-- Start of EXERCISE MATERIAL --

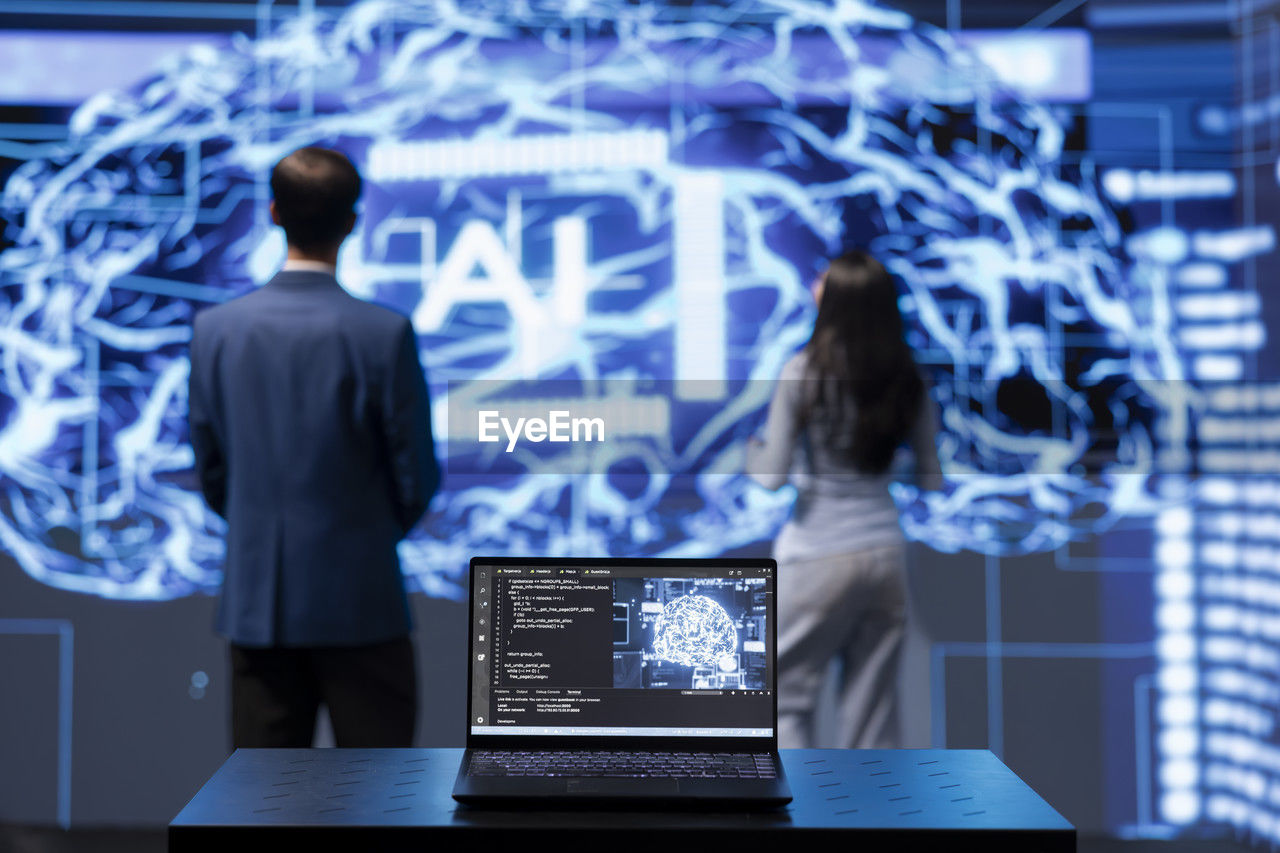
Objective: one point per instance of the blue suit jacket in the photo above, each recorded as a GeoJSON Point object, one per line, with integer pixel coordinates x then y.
{"type": "Point", "coordinates": [311, 429]}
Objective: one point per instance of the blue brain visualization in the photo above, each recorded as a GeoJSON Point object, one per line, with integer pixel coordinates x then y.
{"type": "Point", "coordinates": [694, 630]}
{"type": "Point", "coordinates": [625, 203]}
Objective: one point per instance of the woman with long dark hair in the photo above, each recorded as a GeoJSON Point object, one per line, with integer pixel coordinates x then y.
{"type": "Point", "coordinates": [842, 407]}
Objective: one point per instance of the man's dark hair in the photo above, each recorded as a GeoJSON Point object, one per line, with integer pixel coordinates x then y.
{"type": "Point", "coordinates": [315, 192]}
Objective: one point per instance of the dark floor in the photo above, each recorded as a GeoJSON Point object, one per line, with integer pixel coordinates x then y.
{"type": "Point", "coordinates": [22, 839]}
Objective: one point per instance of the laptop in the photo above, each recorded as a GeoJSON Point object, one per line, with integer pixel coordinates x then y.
{"type": "Point", "coordinates": [638, 682]}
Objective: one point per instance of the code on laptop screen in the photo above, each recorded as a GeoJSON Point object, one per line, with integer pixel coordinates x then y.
{"type": "Point", "coordinates": [622, 651]}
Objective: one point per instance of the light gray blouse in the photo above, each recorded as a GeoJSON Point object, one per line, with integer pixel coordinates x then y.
{"type": "Point", "coordinates": [839, 509]}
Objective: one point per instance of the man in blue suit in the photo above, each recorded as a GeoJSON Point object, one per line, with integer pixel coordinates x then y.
{"type": "Point", "coordinates": [311, 430]}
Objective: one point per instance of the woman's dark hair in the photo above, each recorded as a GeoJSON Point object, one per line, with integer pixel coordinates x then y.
{"type": "Point", "coordinates": [858, 355]}
{"type": "Point", "coordinates": [315, 192]}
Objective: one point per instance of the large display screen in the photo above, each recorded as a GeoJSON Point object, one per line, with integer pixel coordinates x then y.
{"type": "Point", "coordinates": [621, 210]}
{"type": "Point", "coordinates": [615, 210]}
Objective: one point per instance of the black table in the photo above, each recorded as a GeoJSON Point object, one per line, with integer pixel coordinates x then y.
{"type": "Point", "coordinates": [398, 799]}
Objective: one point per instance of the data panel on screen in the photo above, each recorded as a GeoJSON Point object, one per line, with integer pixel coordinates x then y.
{"type": "Point", "coordinates": [618, 651]}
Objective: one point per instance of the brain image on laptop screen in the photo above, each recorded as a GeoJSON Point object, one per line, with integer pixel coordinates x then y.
{"type": "Point", "coordinates": [682, 633]}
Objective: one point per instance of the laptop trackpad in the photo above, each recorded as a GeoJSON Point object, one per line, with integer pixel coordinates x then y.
{"type": "Point", "coordinates": [622, 787]}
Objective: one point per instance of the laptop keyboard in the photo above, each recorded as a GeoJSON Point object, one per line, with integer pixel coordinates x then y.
{"type": "Point", "coordinates": [624, 765]}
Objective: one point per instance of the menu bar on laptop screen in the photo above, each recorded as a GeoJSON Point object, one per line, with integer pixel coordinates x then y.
{"type": "Point", "coordinates": [622, 651]}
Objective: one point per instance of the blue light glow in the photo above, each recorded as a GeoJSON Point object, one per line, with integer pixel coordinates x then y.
{"type": "Point", "coordinates": [650, 204]}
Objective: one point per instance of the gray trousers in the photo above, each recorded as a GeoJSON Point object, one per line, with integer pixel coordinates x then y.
{"type": "Point", "coordinates": [849, 607]}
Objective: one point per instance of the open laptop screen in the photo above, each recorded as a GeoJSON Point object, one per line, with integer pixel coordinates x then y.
{"type": "Point", "coordinates": [622, 648]}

-- End of EXERCISE MATERIAL --

WRITTEN PROBLEM: Every entry must be written out exactly, with all pictures left out.

FULL ANSWER:
Objective: one point per instance of the blue suit jacket in the photo above, each recorded as a GeoJSON Point object, one per line, with integer pixel coordinates x then y.
{"type": "Point", "coordinates": [311, 429]}
Objective: one point per instance of the blue brain visualization in the photo above, each recorded as a GeoJSON Point object, one per line, with integer pixel coordinates x then y.
{"type": "Point", "coordinates": [694, 630]}
{"type": "Point", "coordinates": [625, 203]}
Objective: one point per instance of the woman with long dark hair in the photo above, each recorded as a GeoJSON Point object, one per line, with integer pixel coordinates x then y.
{"type": "Point", "coordinates": [842, 407]}
Objective: one point per instance of the man's dark hair in the photo above, each recorded as a GeoJSON Point object, one per line, with integer pixel coordinates x then y.
{"type": "Point", "coordinates": [315, 192]}
Objective: one point per instance of the dark floor in the photo above, each recorded as a GeoJSON Point object, one per line, with integer pixel coordinates x then y.
{"type": "Point", "coordinates": [22, 839]}
Objective: one point per instance of the laptop in the photo above, each recorded as a GeoJSON Point object, one per line, with integer pixel coordinates x then y.
{"type": "Point", "coordinates": [638, 682]}
Objective: one point per instance of the code on laptop screen in the photo above, each recorded as a GeoJSON Point object, one per line, with integer pixel coordinates x then y.
{"type": "Point", "coordinates": [622, 651]}
Objective: one point per instance of the light gray blouse in the photo above, each recorded as a GeoJSON Point object, one per line, with integer pixel coordinates x then y.
{"type": "Point", "coordinates": [839, 509]}
Objective: one point per instance of the man in blue suit in the photo above, each recorded as a GeoJSON Point object, one per line, with integer pixel coordinates x then y.
{"type": "Point", "coordinates": [311, 430]}
Objective: one point per instance of the woman's dark hair in the photo above, each recorded as a GeoJSON Point object, one per line, with integer pixel coordinates x then y.
{"type": "Point", "coordinates": [858, 355]}
{"type": "Point", "coordinates": [315, 192]}
Objective: one point per instance of the large display screen in the photo above, each recorded as a GeoJSON Point object, one per line, with integer pixel coordinates x then y.
{"type": "Point", "coordinates": [621, 210]}
{"type": "Point", "coordinates": [615, 210]}
Objective: one point per instance of the black table in the photo above, each recorded as a GeoJSON Point object, one per line, with integer pixel coordinates x then y.
{"type": "Point", "coordinates": [398, 799]}
Objective: one point per instance of the data panel on screen in the photo above, each recorded as a GeoJSON Point object, one per line, with integer pixel coordinates x then y.
{"type": "Point", "coordinates": [618, 651]}
Objective: one point per instance of the brain image on laptop screen in the photo above, each recorded as a GeoJSON Point object, one per line, with integer pixel coordinates x then y.
{"type": "Point", "coordinates": [682, 633]}
Objective: one point per instance of the laptop trackpad in the photo above, each recorded as a GeoJSON Point object, one per line, with integer pixel coordinates x then y.
{"type": "Point", "coordinates": [622, 787]}
Objective: one point per instance of the laptop keyboard in the photo above, each recorded as a GeoJSON Point object, one per line, with integer pixel coordinates x then y.
{"type": "Point", "coordinates": [624, 765]}
Objective: one point per instance of the menu bar on laptop screen in the photo above, each recorded as a GeoJSON Point object, one per line, with integer pixel coordinates x then y.
{"type": "Point", "coordinates": [622, 651]}
Objective: one point per instance of the blue light glow in the photo above, each recorded as a GeoJSON Point object, one per line, with integer pixel coordinates x then y.
{"type": "Point", "coordinates": [650, 204]}
Objective: one point per instance of the gray trousers in the photo above, each recorded as a GeoJSON Point object, one per line, with integer pixel coordinates x then y.
{"type": "Point", "coordinates": [849, 607]}
Objective: one point per instance of the open laptop screen in the photo above, each recorded as a GeoJSON Point object, one per line, with integer pixel coordinates x then y.
{"type": "Point", "coordinates": [622, 648]}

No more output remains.